Reproduce the items below, swapping every "lookup" for "find" and keeping everything else the same. Leave the pictures out.

+ + + + +

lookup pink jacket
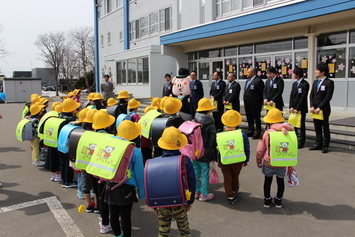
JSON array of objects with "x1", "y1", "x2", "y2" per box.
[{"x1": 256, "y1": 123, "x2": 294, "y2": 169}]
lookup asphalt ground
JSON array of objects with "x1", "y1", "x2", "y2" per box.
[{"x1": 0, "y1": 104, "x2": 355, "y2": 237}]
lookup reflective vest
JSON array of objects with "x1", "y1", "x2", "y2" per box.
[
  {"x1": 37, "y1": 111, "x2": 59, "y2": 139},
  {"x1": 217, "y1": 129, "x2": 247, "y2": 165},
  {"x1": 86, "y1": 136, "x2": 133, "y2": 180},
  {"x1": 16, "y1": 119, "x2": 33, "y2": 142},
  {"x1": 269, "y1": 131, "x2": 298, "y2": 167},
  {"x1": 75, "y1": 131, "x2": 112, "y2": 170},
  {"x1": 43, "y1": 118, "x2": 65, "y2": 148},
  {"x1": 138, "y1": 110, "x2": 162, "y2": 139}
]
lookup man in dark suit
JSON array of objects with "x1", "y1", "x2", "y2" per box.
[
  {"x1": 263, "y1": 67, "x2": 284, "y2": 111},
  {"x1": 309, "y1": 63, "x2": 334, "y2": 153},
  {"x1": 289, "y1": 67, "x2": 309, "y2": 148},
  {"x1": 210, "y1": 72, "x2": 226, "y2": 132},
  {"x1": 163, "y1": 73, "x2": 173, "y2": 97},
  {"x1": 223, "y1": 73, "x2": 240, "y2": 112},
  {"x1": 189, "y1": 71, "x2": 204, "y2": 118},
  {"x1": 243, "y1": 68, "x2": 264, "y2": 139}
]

+ + + + +

## Response
find pink jacket
JSON array of objects with "x1", "y1", "x2", "y2" per box.
[{"x1": 256, "y1": 123, "x2": 294, "y2": 169}]
find asphalt ground
JSON array of objects with "x1", "y1", "x2", "y2" per box.
[{"x1": 0, "y1": 104, "x2": 355, "y2": 237}]
find reflective vest
JSON array of objects with "x1", "y1", "x2", "y2" per box.
[
  {"x1": 37, "y1": 111, "x2": 59, "y2": 139},
  {"x1": 217, "y1": 129, "x2": 247, "y2": 165},
  {"x1": 86, "y1": 136, "x2": 133, "y2": 180},
  {"x1": 16, "y1": 119, "x2": 33, "y2": 142},
  {"x1": 269, "y1": 131, "x2": 298, "y2": 167},
  {"x1": 75, "y1": 131, "x2": 112, "y2": 170},
  {"x1": 43, "y1": 118, "x2": 65, "y2": 148},
  {"x1": 138, "y1": 110, "x2": 162, "y2": 139}
]
find man in dark suit
JSON array of objects with "x1", "y1", "x2", "y2" per box.
[
  {"x1": 263, "y1": 67, "x2": 284, "y2": 111},
  {"x1": 309, "y1": 63, "x2": 334, "y2": 153},
  {"x1": 289, "y1": 67, "x2": 309, "y2": 148},
  {"x1": 210, "y1": 72, "x2": 226, "y2": 132},
  {"x1": 163, "y1": 73, "x2": 173, "y2": 97},
  {"x1": 223, "y1": 73, "x2": 240, "y2": 112},
  {"x1": 189, "y1": 71, "x2": 204, "y2": 118},
  {"x1": 243, "y1": 68, "x2": 264, "y2": 139}
]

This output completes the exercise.